Each line below with the string "outstretched" should be copied.

☆ ☆ ☆ ☆

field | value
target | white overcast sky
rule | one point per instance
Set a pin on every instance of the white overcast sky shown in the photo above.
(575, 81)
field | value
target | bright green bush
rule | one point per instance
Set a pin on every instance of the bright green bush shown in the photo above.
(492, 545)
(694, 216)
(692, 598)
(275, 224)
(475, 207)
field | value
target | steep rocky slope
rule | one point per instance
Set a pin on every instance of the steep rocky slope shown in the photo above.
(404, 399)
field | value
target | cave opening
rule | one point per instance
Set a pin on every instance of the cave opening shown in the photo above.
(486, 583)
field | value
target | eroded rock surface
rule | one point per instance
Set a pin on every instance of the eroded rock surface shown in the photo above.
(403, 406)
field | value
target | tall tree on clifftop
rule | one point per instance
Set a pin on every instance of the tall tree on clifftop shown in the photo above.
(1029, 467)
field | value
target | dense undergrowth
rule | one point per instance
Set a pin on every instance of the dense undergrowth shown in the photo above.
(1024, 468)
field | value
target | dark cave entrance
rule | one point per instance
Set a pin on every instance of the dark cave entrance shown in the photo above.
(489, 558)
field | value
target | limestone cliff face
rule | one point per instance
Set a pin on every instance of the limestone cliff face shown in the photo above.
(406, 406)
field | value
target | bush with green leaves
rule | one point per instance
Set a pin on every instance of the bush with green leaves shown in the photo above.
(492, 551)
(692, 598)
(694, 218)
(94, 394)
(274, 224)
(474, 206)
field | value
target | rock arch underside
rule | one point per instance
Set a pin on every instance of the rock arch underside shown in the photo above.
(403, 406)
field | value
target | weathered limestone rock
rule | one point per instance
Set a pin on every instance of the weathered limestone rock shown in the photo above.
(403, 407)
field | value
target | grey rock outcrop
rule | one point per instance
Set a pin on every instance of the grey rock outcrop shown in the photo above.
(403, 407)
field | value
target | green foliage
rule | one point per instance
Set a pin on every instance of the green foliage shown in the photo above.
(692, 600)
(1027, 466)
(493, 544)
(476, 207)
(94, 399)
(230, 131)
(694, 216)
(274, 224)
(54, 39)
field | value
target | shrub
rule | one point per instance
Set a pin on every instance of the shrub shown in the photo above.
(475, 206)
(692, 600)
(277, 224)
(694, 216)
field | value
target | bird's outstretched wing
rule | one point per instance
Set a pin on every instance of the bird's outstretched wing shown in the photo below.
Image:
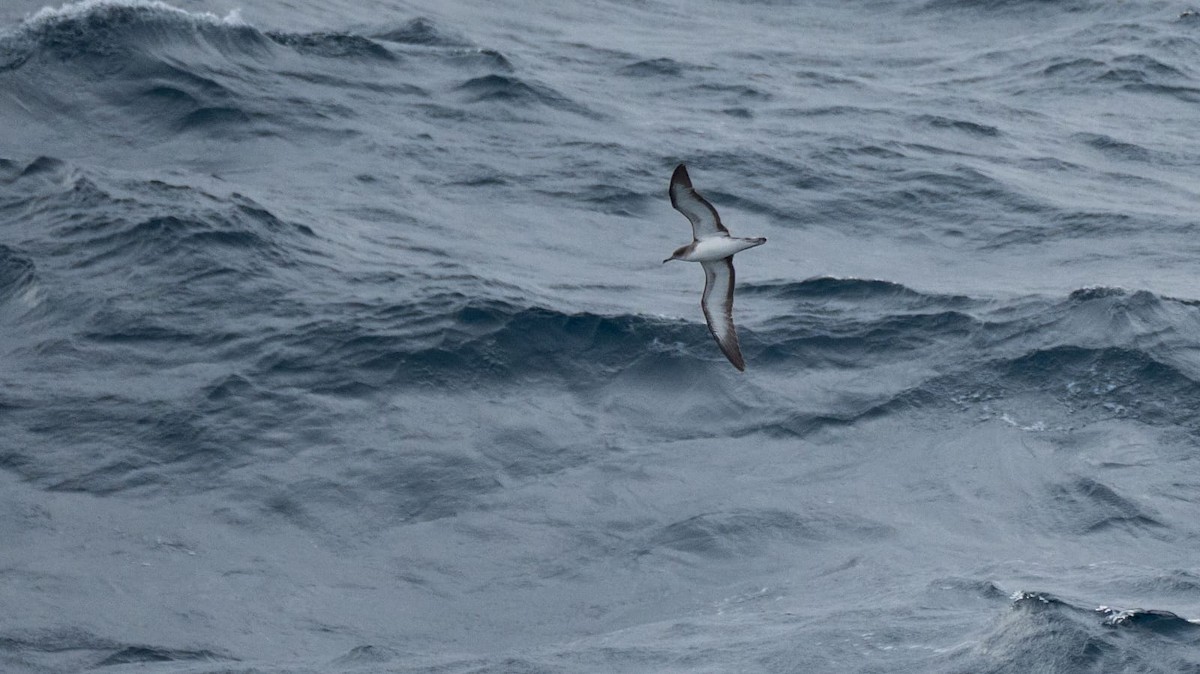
(702, 216)
(718, 305)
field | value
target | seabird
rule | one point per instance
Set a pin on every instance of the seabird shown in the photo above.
(712, 247)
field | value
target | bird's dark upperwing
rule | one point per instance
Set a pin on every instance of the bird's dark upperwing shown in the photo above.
(702, 216)
(718, 305)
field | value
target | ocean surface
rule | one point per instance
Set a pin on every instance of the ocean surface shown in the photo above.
(335, 337)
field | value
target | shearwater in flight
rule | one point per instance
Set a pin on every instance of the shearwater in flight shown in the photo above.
(712, 247)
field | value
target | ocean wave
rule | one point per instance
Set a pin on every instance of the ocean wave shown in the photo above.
(745, 531)
(515, 91)
(421, 31)
(424, 344)
(1044, 632)
(17, 274)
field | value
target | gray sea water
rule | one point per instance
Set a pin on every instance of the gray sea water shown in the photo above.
(335, 337)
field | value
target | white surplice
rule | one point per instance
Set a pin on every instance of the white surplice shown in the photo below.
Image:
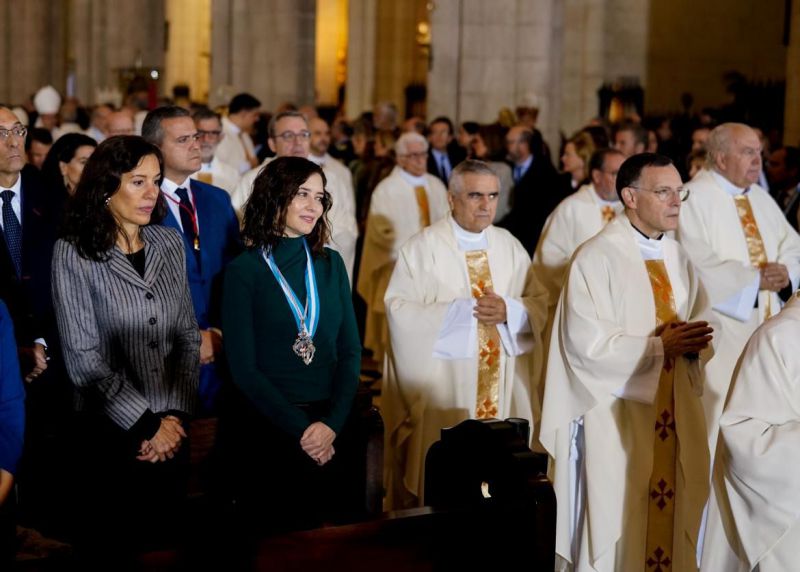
(393, 218)
(341, 216)
(222, 175)
(598, 414)
(432, 376)
(711, 232)
(754, 516)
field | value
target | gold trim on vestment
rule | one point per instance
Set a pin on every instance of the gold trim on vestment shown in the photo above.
(480, 278)
(752, 236)
(662, 492)
(422, 203)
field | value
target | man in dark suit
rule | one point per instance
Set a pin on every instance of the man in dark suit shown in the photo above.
(26, 249)
(204, 215)
(444, 153)
(537, 190)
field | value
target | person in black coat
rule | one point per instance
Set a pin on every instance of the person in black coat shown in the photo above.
(26, 247)
(537, 189)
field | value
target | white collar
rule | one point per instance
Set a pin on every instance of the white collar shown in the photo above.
(468, 240)
(413, 180)
(169, 187)
(650, 248)
(600, 200)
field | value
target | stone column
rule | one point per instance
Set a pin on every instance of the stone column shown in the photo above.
(360, 90)
(265, 48)
(791, 134)
(107, 36)
(33, 35)
(490, 55)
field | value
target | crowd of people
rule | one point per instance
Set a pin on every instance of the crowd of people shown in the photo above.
(162, 265)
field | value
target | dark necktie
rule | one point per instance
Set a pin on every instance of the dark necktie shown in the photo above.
(12, 231)
(187, 218)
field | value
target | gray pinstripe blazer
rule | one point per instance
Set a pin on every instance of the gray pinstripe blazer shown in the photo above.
(129, 343)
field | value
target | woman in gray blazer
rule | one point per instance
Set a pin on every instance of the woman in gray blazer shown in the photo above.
(131, 347)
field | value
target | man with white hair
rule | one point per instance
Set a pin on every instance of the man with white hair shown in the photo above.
(213, 170)
(404, 203)
(318, 153)
(462, 316)
(747, 254)
(289, 137)
(755, 477)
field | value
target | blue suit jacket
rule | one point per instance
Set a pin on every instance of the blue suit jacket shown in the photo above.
(219, 244)
(12, 396)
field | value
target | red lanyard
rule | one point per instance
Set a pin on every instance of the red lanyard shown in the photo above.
(192, 215)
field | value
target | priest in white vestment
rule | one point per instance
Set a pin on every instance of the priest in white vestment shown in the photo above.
(747, 254)
(757, 471)
(403, 203)
(460, 309)
(213, 170)
(289, 137)
(622, 416)
(576, 219)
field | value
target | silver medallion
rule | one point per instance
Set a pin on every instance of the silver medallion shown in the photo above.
(303, 347)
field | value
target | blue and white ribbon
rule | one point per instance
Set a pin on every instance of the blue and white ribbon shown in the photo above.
(306, 318)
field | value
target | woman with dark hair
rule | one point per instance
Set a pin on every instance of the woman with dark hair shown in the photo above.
(65, 161)
(131, 347)
(294, 352)
(63, 166)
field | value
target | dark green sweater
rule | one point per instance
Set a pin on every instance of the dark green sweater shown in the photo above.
(260, 330)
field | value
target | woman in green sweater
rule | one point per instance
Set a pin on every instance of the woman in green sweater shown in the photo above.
(293, 349)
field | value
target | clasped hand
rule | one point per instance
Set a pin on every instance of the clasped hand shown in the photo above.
(490, 308)
(317, 442)
(680, 338)
(774, 277)
(165, 443)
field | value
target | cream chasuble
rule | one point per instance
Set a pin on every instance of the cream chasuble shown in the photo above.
(443, 367)
(728, 235)
(754, 514)
(399, 208)
(607, 389)
(576, 219)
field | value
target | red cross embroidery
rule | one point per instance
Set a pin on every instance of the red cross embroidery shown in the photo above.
(663, 494)
(665, 424)
(490, 353)
(661, 562)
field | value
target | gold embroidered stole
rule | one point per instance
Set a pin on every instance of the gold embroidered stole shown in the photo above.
(422, 203)
(755, 245)
(661, 501)
(480, 278)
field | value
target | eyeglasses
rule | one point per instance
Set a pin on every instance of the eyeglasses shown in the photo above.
(663, 194)
(188, 139)
(291, 136)
(19, 131)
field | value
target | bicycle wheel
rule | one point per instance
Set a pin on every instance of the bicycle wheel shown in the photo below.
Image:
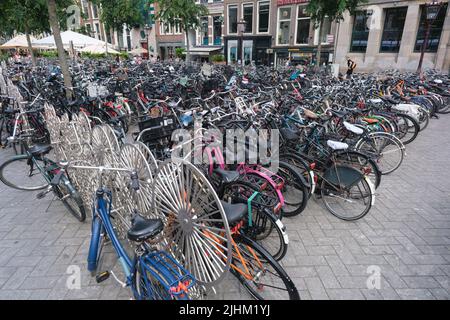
(23, 173)
(265, 227)
(346, 192)
(262, 276)
(407, 128)
(196, 231)
(71, 199)
(385, 149)
(294, 190)
(361, 162)
(303, 168)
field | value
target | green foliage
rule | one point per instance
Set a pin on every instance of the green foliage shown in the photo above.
(3, 56)
(218, 58)
(116, 13)
(89, 55)
(180, 53)
(333, 9)
(29, 16)
(47, 54)
(186, 13)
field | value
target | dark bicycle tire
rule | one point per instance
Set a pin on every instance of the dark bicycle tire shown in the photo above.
(265, 225)
(71, 199)
(411, 125)
(294, 179)
(25, 161)
(375, 176)
(269, 261)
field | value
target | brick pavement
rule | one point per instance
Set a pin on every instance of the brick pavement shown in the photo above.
(406, 236)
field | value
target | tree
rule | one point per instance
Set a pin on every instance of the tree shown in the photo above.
(54, 24)
(24, 16)
(117, 13)
(185, 13)
(330, 9)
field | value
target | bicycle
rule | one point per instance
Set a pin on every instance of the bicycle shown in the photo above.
(152, 274)
(33, 171)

☆ ☆ ☆ ☆

ANSWER SECTION
target | bird's outstretched wing
Set a pin on every instance of the bird's outstretched wing shown in the photo below.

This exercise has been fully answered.